* **DATA PROVIDED**
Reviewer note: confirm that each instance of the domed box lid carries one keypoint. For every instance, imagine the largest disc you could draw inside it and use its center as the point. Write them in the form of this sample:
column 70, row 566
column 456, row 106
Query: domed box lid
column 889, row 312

==

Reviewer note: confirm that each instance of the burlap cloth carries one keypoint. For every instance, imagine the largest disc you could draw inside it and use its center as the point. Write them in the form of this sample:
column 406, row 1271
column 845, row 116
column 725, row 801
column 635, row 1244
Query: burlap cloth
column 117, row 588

* **WHAT YOU WILL DO**
Please print the material starting at the line containing "Reviewer note: confirm that each instance of the burlap" and ending at the line containing "column 117, row 588", including both of those lines, with no changes.

* **WRITTEN RESPONSE**
Reviewer note: confirm that each instance of the burlap cloth carries one keypoint. For every instance, imagine the largest disc you could draw inside it and use its center as the point. Write them in the form of this sample:
column 406, row 1271
column 845, row 116
column 725, row 801
column 635, row 1244
Query: burlap cloth
column 117, row 588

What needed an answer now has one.